Direction 1: Report how many lines in the listing below contain the word "tower", giving only the number.

No One Is Coming To Save You takes place in the dreams of two unnamed, depressive and insomniac young people. Everything seems to be on hold for them, including sleep, and separately at first they begin to glimpse things – memories, and maybe things beyond those. But is it too late for any of this?

While not thoroughly convinced by Nathan Ellis’ script, this is a slim and slick production directed by Charlotte Fraser, from the otherworldly lighting design by Jessica Hung Han Yun to the simple and strange set. Designed by Khadija Raza and Alice Simonato, the two characters’ smallness in the Bunker’s space is emphasised by their isolation on a strip of astroturf in the middle of the space. Glasses half-full with water surround the strip and a boxy old television plays blinking footage of roulette, a shopping channel, and an aeroplane in a pastel sky. It feels halfway to somewhere, not quite real. The TV’s picture glitches and wobbles as if hearing everything said.

Data supplied:
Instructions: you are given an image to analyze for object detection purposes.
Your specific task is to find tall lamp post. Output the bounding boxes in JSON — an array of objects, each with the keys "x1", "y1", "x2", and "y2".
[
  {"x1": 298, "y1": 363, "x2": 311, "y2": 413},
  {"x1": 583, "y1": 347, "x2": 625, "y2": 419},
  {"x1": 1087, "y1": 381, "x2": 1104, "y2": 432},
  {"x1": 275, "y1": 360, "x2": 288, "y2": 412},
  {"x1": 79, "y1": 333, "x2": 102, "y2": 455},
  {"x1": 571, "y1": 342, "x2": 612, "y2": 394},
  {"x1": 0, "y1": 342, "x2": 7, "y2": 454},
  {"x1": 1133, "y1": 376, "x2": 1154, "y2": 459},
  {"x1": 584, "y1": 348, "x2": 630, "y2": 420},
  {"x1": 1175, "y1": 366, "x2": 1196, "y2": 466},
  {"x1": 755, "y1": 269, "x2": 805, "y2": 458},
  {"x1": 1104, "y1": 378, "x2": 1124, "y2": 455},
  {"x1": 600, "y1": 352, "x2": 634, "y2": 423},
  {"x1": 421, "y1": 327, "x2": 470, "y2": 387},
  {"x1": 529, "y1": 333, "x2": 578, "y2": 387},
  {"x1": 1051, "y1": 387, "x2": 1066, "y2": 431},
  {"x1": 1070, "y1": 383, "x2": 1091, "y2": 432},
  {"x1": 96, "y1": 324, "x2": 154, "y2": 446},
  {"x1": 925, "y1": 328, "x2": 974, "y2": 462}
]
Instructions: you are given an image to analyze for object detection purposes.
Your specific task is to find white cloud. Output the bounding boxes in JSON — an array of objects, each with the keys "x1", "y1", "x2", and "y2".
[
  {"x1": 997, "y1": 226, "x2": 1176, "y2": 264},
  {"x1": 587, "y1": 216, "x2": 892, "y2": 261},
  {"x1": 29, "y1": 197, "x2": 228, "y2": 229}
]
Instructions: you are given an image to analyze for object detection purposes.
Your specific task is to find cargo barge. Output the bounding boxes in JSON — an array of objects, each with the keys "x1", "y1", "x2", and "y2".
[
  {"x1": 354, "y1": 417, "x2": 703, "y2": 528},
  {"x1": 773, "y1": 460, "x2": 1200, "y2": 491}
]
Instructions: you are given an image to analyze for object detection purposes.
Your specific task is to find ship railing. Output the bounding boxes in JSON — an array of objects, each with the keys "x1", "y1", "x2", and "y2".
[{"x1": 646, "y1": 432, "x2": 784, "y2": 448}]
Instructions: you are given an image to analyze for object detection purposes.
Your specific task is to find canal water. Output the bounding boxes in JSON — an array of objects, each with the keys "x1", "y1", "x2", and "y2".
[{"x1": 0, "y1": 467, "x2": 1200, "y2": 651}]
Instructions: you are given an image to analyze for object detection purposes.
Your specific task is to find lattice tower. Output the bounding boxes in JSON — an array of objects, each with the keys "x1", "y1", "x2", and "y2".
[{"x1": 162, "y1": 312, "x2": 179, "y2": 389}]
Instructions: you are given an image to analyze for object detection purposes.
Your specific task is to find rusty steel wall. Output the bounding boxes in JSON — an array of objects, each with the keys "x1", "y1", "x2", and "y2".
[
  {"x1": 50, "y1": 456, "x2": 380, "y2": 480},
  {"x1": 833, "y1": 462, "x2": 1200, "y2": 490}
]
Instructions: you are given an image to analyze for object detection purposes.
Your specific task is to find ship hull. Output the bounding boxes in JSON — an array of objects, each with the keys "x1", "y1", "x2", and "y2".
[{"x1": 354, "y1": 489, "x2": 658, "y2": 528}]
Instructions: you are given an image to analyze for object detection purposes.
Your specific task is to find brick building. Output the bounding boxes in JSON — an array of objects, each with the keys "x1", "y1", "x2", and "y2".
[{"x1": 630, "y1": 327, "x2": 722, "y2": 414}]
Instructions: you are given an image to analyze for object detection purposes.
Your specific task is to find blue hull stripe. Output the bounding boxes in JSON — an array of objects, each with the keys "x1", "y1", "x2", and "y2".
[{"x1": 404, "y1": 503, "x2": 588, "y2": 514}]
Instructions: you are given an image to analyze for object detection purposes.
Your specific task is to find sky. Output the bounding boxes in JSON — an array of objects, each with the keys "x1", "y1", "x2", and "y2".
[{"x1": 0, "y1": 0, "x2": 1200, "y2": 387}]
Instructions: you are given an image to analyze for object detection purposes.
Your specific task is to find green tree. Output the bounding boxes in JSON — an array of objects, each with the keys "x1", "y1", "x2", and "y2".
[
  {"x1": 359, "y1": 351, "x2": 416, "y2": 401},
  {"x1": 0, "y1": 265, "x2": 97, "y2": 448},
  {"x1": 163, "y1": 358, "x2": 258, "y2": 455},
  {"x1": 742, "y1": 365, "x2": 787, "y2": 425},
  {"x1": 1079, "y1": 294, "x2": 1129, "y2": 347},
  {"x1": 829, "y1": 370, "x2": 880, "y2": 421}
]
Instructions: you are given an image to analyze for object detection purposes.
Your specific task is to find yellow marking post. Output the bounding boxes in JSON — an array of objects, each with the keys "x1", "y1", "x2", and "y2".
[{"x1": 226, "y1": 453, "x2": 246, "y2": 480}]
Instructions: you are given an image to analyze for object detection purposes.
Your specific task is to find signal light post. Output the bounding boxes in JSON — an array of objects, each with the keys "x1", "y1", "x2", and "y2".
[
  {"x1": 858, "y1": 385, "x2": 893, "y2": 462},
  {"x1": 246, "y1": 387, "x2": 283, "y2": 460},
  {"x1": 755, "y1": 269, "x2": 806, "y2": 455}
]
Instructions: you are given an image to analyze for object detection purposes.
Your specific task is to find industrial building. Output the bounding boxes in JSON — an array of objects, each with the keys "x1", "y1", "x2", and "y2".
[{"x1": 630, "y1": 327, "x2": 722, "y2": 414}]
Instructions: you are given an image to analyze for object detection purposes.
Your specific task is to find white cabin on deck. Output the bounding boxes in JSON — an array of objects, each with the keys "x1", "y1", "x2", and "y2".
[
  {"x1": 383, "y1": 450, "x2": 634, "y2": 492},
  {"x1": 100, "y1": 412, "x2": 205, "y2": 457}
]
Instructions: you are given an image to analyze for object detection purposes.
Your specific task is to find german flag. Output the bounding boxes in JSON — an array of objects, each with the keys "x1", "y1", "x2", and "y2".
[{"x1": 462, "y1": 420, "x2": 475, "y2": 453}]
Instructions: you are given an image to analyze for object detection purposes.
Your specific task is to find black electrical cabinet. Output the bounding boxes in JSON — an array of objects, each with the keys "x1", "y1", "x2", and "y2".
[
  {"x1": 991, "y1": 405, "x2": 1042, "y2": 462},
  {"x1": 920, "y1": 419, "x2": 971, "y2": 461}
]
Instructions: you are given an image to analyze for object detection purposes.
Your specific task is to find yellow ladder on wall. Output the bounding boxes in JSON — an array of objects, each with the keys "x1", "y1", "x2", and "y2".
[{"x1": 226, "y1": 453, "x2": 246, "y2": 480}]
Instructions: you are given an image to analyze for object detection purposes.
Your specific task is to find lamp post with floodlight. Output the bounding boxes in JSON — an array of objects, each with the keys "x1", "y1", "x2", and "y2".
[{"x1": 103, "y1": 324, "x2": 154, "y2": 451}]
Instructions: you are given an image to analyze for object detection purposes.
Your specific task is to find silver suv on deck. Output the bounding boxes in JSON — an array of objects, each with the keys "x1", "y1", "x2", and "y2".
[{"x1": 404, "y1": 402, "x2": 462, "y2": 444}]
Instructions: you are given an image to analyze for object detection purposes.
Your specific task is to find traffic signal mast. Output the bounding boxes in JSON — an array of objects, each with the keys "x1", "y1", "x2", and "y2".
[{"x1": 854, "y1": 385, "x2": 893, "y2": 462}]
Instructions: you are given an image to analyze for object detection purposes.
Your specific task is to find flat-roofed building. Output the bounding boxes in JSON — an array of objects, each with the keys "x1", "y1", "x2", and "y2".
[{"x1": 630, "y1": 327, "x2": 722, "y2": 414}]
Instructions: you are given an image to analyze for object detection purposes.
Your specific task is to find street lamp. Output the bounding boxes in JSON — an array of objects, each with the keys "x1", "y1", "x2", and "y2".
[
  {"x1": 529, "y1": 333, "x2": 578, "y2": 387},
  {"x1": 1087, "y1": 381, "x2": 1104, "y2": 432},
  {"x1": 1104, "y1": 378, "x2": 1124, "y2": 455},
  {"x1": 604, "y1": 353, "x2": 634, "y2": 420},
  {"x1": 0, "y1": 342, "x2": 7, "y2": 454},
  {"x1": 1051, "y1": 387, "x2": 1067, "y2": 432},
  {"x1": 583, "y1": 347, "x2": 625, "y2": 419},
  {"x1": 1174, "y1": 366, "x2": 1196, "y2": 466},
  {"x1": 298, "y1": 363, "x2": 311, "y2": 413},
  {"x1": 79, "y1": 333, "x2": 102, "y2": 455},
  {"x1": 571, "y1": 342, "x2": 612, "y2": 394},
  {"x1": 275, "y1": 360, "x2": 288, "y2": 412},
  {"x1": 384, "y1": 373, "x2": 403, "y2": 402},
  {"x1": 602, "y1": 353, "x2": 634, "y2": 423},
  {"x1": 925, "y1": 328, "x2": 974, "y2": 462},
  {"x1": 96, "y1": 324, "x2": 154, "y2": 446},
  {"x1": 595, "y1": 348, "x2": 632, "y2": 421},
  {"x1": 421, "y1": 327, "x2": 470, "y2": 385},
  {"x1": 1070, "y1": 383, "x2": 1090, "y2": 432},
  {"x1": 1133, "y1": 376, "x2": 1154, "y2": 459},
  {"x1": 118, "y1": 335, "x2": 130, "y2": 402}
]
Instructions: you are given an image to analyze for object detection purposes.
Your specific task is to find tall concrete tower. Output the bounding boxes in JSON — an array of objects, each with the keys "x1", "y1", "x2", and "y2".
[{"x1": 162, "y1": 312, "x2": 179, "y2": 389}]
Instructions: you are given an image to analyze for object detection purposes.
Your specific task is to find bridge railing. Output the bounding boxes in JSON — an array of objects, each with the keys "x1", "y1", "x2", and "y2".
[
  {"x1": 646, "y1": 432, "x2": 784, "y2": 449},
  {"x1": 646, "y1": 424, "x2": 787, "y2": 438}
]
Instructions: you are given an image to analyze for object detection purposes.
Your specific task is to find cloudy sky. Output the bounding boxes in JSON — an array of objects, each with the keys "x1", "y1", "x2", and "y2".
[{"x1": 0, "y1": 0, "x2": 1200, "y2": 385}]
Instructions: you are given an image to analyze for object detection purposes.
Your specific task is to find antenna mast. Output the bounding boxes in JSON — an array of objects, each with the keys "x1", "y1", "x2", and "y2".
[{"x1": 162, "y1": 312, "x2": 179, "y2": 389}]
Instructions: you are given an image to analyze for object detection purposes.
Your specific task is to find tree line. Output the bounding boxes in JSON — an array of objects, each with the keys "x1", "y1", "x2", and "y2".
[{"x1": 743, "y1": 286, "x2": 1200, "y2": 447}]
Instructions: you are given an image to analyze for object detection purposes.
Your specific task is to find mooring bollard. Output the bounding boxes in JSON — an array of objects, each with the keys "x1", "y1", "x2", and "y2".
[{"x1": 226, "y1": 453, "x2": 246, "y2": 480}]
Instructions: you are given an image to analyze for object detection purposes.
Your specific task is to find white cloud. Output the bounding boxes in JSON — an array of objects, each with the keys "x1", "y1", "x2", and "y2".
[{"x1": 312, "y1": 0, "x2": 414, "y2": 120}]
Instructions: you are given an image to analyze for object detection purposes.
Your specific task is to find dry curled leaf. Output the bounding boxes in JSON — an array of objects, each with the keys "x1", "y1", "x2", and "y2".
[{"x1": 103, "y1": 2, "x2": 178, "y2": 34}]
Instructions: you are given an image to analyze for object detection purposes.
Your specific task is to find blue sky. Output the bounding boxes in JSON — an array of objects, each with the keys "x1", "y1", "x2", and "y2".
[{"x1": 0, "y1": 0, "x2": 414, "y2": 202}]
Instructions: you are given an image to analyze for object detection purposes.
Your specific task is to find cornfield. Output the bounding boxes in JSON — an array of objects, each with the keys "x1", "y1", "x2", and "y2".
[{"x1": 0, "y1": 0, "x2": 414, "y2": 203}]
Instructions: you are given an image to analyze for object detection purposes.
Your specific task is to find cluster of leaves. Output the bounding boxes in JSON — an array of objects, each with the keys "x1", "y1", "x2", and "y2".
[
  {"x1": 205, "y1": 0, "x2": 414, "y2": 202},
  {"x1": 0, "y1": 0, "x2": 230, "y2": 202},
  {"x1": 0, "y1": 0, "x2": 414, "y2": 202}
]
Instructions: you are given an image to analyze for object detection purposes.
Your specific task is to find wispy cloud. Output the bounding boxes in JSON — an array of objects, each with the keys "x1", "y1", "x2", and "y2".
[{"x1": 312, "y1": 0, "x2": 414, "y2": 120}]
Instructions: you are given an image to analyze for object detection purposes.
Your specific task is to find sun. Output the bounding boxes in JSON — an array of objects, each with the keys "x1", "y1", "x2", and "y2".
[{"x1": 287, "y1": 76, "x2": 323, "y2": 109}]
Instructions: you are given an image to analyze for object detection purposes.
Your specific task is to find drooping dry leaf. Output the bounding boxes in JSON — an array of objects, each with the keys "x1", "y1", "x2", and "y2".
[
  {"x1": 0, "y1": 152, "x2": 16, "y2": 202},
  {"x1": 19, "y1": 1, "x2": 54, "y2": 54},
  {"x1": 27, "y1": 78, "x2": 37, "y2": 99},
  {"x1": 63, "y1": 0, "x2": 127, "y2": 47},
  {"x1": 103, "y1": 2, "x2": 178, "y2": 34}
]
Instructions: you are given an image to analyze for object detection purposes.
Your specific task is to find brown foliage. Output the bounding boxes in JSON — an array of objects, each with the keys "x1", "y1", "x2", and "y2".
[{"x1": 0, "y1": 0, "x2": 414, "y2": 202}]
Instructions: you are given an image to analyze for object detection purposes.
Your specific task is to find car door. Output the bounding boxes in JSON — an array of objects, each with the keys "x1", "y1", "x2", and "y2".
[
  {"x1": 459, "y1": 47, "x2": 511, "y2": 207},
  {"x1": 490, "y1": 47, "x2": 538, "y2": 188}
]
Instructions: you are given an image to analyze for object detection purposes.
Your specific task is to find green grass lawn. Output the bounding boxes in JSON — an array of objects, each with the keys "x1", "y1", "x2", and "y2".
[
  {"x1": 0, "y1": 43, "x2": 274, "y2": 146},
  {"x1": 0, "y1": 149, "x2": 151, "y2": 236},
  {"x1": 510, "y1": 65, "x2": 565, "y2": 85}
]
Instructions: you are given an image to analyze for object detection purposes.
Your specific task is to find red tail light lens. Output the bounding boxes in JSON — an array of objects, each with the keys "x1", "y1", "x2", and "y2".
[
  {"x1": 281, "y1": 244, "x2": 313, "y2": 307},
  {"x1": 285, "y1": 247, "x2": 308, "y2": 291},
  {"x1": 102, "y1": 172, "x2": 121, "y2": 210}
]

Direction 2: According to the review above, who directed the production?

Final answer 1: 2

Final answer 2: Charlotte Fraser